— About this task —
From the records below, copy out exactly the lines from the one containing "# test: locate points for every instance of the pointed" to the one containing "# test: locate points for every instance of the man in", both included. Add nothing else.

— Material for this exercise —
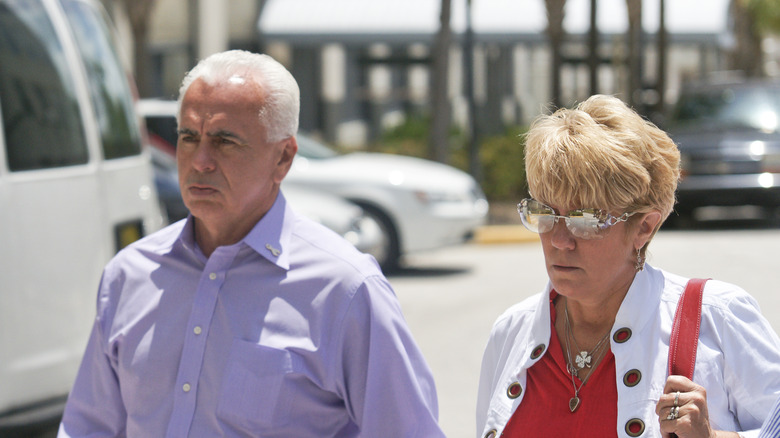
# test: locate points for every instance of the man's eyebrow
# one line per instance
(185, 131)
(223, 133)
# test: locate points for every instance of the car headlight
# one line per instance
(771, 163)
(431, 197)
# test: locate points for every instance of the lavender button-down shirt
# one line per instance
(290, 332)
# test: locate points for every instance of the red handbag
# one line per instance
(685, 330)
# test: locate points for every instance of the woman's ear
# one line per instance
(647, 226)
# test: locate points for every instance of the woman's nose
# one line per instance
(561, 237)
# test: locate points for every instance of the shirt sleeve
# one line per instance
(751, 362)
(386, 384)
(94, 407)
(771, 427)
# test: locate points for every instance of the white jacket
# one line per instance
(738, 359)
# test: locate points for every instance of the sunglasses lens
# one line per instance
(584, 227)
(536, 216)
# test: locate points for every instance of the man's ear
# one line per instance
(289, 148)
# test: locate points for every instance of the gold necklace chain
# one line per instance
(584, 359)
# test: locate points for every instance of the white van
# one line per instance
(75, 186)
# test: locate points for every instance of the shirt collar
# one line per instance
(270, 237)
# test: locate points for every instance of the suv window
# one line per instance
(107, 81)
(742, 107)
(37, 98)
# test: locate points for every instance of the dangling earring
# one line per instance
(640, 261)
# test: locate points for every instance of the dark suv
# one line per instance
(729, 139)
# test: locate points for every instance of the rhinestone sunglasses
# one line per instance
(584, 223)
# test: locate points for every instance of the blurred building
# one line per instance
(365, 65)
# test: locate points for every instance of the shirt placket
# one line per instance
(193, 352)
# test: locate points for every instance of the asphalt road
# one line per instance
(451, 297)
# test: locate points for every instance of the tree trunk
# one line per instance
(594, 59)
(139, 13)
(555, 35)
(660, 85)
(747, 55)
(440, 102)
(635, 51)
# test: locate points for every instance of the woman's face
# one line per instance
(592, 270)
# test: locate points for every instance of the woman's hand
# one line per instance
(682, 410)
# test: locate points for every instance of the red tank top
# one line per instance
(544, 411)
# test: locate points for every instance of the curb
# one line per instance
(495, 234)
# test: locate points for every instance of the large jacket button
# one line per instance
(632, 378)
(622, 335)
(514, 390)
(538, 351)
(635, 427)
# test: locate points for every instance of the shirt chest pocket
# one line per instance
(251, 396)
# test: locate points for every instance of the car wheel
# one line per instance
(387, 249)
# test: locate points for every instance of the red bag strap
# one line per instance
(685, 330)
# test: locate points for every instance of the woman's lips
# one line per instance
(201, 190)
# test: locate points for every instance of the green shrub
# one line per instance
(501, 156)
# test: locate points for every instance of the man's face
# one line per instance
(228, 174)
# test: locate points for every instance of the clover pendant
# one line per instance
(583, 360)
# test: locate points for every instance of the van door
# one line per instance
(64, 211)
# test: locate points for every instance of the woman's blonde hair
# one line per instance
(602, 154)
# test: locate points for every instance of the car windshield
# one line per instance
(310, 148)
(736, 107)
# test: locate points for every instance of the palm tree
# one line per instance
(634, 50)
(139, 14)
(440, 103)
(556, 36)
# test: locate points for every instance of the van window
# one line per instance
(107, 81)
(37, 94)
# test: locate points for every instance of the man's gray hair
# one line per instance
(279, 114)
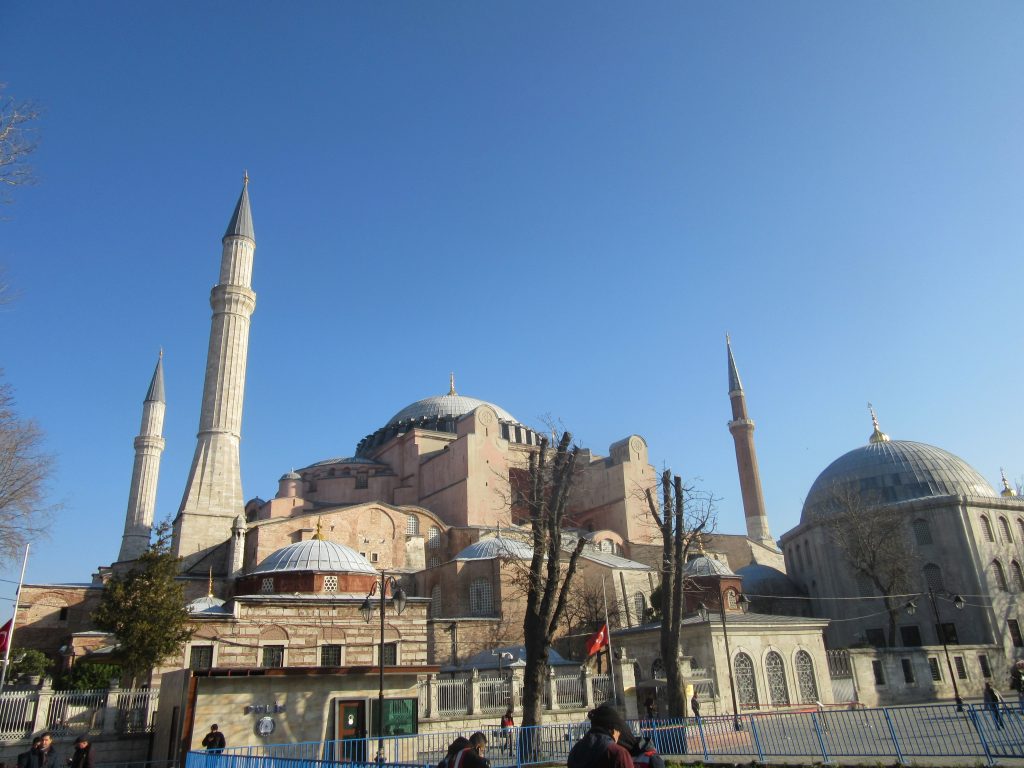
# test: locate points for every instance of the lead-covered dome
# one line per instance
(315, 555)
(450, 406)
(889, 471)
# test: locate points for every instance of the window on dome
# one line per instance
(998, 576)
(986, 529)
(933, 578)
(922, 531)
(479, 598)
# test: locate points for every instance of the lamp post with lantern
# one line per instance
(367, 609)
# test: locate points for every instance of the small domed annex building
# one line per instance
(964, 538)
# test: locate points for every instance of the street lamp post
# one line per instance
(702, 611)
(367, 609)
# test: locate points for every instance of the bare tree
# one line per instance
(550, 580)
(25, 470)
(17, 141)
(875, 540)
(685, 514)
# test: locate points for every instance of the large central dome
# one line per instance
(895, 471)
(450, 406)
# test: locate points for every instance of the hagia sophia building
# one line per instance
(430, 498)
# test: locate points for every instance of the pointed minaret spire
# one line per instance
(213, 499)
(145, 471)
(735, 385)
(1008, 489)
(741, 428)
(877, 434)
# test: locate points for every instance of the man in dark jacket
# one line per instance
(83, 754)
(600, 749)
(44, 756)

---

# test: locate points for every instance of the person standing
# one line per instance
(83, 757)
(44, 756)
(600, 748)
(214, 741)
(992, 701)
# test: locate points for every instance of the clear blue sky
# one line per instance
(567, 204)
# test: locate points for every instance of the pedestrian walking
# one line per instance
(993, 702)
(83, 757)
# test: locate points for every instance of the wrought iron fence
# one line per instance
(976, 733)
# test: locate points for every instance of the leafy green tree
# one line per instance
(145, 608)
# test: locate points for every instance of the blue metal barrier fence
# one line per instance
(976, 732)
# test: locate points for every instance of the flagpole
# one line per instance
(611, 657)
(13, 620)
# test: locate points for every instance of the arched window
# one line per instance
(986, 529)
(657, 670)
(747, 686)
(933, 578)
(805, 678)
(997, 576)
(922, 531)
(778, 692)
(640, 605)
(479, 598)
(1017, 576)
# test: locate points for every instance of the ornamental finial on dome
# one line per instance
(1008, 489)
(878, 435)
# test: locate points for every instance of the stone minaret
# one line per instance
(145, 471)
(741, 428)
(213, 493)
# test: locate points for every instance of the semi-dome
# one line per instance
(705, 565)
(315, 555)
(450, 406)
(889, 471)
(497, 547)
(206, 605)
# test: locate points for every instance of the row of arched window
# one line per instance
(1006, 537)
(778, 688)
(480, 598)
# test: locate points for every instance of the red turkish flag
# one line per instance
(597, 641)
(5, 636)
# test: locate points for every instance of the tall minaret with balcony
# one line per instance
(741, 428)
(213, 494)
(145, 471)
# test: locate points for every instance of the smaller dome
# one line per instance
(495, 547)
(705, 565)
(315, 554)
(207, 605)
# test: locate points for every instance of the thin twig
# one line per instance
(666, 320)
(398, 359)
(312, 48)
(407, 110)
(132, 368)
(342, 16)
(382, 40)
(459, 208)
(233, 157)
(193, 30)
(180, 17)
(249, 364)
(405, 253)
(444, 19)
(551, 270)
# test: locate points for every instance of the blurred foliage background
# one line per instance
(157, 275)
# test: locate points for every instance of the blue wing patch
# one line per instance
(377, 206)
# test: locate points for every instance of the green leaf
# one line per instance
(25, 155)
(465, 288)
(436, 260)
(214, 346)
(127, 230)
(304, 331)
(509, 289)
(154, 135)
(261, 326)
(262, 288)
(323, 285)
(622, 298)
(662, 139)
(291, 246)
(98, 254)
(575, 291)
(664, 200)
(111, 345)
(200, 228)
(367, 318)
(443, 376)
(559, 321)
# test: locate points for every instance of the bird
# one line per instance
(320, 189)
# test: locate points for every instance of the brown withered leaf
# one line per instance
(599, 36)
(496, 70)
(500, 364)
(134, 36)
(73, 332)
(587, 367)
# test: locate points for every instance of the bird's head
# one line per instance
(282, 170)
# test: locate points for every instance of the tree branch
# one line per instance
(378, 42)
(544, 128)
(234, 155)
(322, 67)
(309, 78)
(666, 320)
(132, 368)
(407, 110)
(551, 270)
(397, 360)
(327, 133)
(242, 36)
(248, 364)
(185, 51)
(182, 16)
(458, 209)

— Result of this task —
# test: locate points for every instance of the pointed minaret spire
# one line per instance
(213, 499)
(145, 471)
(735, 385)
(1008, 489)
(741, 428)
(877, 434)
# test: locate points for every instance of the man in dark jacket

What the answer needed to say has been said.